*TEXTBLOCK*.

___

Künstler über Schwarze Geschichte: „Widerstand schafft neuen Stil“
Veränderung braucht Räume, meint der Künstler Theaster Gates. Ein Gespräch über Soundarchive in Chicago und die Schwarze Madonna von Altötting.
taz: Herr Gates, Ihre aktuelle Ausstellung im Luma in Arles trägt den Titel „Min / Mon“, zwei Begriffe aus dem Japanischen, die für „Mensch“ und „Tor“ stehen. Weshalb dieser Titel?
Theaster Gates: In den letzten Jahren habe ich begonnen, Japan als eine Art zweite Heimat zu betrachten. Es ist ein Ort, an dem meine künstlerische Vorstellungskraft ganz anders ist als in den Vereinigten Staaten oder Europa. Der Raum, den ich für diese Ausstellung gestaltet habe, ist sehr stark von der japanischen Philosophie beeinflusst, mit bewusst einfachen, recycelten Materialien. „Mon“ steht für meinen Nachnamen „Gates“ (Tore). Es geht also darum, dass Menschen in einen auch metaphysischen Raum eintreten, und was dabei passiert.
Eine Rauminstallation mit dem Titel „Temple“ ist das zentrale Werk in Ihrer Ausstellung. Sie zeigen darin einen Teil Ihres persönlichen Vinyl-Archivs, ein DJ-Pult und eine Bar mit Sake aus Tokoname in Japan, wo Sie Töpferkunst studiert haben. Was bedeutet dieser Ort für Sie?
Ich wollte eine Umgebung schaffen für ruhige, spirituelle Begegnungen, mit großartiger Musik. Diese Erfahrung in einer sehr strengen, tempelähnlichen Umgebung soll dazu ermutigen, eigene Rituale zu entwickeln und mit der Musik zu meditieren.
Was beinhaltet Ihr aus Chicago mitgebrachtes Plattenarchiv?

___

*QUELLENMATERIAL*.
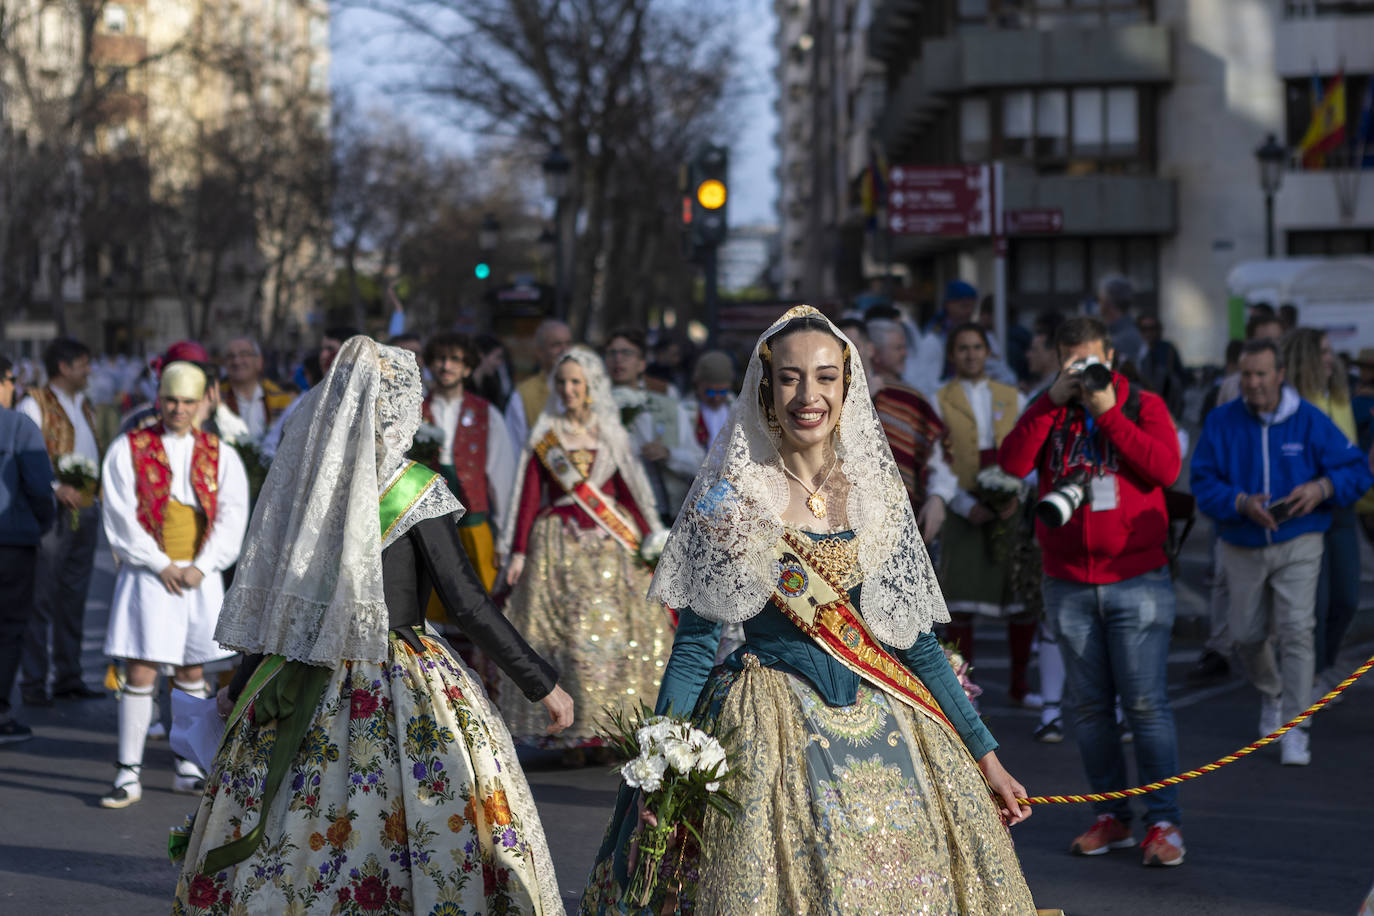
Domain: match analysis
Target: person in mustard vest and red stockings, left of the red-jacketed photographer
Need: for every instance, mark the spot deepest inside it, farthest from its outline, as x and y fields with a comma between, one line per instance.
x=976, y=551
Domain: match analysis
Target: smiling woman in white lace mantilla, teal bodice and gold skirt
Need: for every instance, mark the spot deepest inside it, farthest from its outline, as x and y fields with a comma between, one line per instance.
x=869, y=785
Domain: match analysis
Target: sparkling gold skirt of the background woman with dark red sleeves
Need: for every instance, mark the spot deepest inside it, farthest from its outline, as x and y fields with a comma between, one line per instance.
x=582, y=605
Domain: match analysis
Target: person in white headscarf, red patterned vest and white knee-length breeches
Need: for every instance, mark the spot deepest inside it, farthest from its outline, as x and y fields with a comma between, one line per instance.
x=175, y=513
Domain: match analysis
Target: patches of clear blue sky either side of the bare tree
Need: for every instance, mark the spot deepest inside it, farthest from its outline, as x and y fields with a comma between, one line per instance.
x=370, y=56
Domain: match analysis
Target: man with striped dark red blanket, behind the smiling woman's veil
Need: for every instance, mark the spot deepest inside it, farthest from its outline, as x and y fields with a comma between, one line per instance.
x=913, y=428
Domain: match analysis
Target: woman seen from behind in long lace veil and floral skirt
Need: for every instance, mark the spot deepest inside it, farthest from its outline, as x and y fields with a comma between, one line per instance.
x=362, y=768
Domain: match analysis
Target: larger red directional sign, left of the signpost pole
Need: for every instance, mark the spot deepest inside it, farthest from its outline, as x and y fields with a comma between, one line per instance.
x=942, y=200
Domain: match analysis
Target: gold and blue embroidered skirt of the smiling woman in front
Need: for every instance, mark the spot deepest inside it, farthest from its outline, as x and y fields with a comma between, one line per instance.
x=857, y=810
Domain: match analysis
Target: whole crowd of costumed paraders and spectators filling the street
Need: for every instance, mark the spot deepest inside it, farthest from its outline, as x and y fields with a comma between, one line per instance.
x=524, y=521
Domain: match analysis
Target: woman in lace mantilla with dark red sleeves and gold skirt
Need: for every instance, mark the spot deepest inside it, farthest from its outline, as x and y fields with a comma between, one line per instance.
x=576, y=536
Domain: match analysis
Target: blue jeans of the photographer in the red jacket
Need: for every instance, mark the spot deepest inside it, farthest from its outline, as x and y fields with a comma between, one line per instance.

___

*ÜBUNGSAUFGABEN*.
A - Übersetzen Sie diesen Satz aus dem Gespräch mit Theaster Gates ins Englische: „Ich wollte eine Umgebung schaffen für ruhige, spirituelle Begegnungen, mit großartiger Musik.“
B - Schreiben Sie aus dem Gespräch mit Theaster Gates den Abschnitt ab, der mit „Ich wollte eine“ beginnt und bis einschließlich „Chicago mitgebrachtes Plattenarchiv?“ reicht.
Die Einträge werden hier nicht gebraucht.

*AUFGABENLÖSUNGEN*.
A - I wanted to create an environment for quiet, spiritual encounters, with great music.

B -
Ich wollte eine Umgebung schaffen für ruhige, spirituelle Begegnungen, mit großartiger Musik. Diese Erfahrung in einer sehr strengen, tempelähnlichen Umgebung soll dazu ermutigen, eigene Rituale zu entwickeln und mit der Musik zu meditieren.
Was beinhaltet Ihr aus Chicago mitgebrachtes Plattenarchiv?